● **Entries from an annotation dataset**
+--
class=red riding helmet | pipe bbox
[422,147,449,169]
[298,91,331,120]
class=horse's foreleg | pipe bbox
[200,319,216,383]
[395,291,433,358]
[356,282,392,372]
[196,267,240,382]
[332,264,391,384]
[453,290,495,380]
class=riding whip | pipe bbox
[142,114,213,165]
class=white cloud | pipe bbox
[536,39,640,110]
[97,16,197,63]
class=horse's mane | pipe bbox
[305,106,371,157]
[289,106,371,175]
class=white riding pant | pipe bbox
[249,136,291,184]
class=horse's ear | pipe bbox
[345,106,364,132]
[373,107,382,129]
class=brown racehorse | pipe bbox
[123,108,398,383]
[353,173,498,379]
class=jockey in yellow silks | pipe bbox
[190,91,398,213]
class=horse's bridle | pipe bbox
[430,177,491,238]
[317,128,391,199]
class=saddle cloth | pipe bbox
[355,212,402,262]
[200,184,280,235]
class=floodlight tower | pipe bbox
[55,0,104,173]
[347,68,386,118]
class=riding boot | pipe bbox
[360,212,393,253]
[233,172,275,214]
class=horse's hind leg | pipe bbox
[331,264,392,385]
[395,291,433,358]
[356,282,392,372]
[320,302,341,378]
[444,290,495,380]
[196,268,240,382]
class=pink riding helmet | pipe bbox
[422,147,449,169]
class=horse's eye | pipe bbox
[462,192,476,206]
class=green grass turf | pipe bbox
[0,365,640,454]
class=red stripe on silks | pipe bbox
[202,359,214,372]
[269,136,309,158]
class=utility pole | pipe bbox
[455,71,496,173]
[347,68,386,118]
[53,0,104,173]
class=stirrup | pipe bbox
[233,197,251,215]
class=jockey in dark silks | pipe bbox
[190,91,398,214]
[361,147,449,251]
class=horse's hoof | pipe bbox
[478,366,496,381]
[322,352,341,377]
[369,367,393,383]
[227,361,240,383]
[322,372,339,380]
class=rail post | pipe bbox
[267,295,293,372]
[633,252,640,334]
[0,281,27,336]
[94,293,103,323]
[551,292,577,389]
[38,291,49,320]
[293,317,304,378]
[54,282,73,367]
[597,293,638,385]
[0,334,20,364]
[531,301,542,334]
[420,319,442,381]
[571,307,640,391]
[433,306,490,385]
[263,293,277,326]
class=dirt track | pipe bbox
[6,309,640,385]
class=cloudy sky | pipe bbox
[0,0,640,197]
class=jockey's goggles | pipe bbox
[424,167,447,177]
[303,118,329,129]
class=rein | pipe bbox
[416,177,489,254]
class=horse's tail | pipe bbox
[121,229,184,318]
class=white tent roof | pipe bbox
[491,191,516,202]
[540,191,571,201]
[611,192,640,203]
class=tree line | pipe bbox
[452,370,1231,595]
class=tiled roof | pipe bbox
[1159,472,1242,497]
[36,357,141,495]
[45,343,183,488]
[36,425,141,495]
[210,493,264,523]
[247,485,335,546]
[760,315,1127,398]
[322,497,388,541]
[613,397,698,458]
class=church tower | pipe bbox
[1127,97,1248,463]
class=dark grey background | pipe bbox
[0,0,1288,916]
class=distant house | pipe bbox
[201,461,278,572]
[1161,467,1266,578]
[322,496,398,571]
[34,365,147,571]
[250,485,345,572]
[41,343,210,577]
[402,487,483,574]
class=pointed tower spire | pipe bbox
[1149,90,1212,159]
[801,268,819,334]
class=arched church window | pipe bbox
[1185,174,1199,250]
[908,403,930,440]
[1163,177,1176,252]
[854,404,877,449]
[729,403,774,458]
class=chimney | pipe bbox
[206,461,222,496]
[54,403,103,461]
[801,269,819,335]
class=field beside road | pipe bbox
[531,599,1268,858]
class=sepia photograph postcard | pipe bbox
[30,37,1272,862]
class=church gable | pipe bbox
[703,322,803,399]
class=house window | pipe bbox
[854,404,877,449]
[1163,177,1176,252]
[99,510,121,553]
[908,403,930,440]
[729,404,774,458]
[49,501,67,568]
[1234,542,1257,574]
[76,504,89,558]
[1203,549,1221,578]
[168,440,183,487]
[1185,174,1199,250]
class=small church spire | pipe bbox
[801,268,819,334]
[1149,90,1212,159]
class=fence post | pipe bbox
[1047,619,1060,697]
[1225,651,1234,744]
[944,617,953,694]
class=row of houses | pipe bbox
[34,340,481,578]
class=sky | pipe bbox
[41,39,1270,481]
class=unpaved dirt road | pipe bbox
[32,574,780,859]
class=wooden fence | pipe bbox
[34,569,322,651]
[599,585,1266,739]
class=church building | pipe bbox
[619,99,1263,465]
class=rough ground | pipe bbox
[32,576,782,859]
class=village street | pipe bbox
+--
● **To do**
Copy the rows above without changes, from the row containing "class=saddle cloth | pipe bbox" up to and including the row containing "[611,192,640,203]".

● **The reply**
class=saddle cloth | pipe bbox
[355,212,402,262]
[200,184,280,235]
class=floodlight tower | pipe bbox
[55,0,104,173]
[347,68,386,118]
class=riding boot | pipe bbox
[360,212,393,253]
[233,172,275,214]
class=horse's hind leg | pipe bbox
[331,264,392,385]
[395,291,433,358]
[356,282,392,372]
[320,302,341,378]
[444,290,495,380]
[196,268,240,382]
class=pink riding helmet | pipe bbox
[422,147,449,169]
class=horse's eye | pipe bbox
[462,192,476,206]
class=green grass turf | pipe bbox
[0,365,640,454]
class=red stripe on silks | pipe bbox
[202,359,214,372]
[269,136,309,158]
class=utility pole | pipe bbox
[455,71,496,173]
[347,68,386,118]
[53,0,104,173]
class=stirrup | pipe bbox
[233,197,251,215]
class=jockey in dark silks | pipe bbox
[190,91,398,214]
[361,147,449,251]
class=horse's hoof | pipe bbox
[478,366,496,381]
[322,352,341,377]
[369,367,393,383]
[227,361,240,383]
[322,372,339,380]
class=rail post | pipe bbox
[267,295,293,372]
[633,252,640,334]
[0,281,27,336]
[94,293,103,323]
[551,292,577,389]
[38,291,49,320]
[293,317,304,378]
[54,282,73,367]
[597,293,638,385]
[0,334,20,364]
[531,301,542,334]
[420,319,442,381]
[571,307,640,391]
[433,306,490,385]
[263,293,277,326]
class=dirt track | pipe bbox
[6,309,640,385]
class=cloudy sky | pipe bbox
[0,0,640,197]
class=jockey's goggles | pipe bbox
[424,167,447,177]
[303,118,329,129]
class=rein | pipe bbox
[416,177,489,254]
class=horse's tail | pipe bbox
[121,229,184,318]
class=white tent roof | pipe bbox
[491,191,516,202]
[540,191,571,201]
[611,192,640,203]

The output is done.